TASK TO COMPLETE: Search the entries for the word "brushed". Copy every line that holds it.

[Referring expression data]
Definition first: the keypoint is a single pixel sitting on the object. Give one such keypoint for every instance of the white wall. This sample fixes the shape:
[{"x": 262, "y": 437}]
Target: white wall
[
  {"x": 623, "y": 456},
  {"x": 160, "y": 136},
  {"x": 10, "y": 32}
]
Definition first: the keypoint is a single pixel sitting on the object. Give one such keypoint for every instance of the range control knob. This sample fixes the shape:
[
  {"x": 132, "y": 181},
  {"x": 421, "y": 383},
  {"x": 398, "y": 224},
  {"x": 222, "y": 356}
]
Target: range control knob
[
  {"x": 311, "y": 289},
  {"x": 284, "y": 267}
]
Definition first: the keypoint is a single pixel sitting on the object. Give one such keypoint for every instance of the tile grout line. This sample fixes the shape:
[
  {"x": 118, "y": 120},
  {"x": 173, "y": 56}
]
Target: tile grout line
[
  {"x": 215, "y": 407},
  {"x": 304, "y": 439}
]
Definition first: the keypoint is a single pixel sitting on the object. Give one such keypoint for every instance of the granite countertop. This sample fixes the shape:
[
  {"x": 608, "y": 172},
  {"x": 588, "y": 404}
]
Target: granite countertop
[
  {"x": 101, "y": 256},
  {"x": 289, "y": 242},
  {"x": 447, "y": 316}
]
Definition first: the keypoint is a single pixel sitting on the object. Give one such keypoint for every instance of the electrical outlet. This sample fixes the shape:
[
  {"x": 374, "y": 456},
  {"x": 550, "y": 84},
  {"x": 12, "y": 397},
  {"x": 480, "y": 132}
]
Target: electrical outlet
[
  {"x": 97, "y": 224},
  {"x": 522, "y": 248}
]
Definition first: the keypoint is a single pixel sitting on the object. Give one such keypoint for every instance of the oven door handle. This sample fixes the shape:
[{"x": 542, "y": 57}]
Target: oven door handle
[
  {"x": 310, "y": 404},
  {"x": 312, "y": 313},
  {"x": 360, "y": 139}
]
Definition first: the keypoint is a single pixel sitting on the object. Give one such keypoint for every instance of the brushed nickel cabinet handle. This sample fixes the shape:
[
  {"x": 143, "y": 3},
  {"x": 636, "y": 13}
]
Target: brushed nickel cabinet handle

EXPECTED ANSWER:
Definition first: the keypoint is a single pixel sitting on the object. Give one such keypoint for every instance of the brushed nickel cabinet handle. This sample fixes the shape:
Target: brushed nickel cabinet handle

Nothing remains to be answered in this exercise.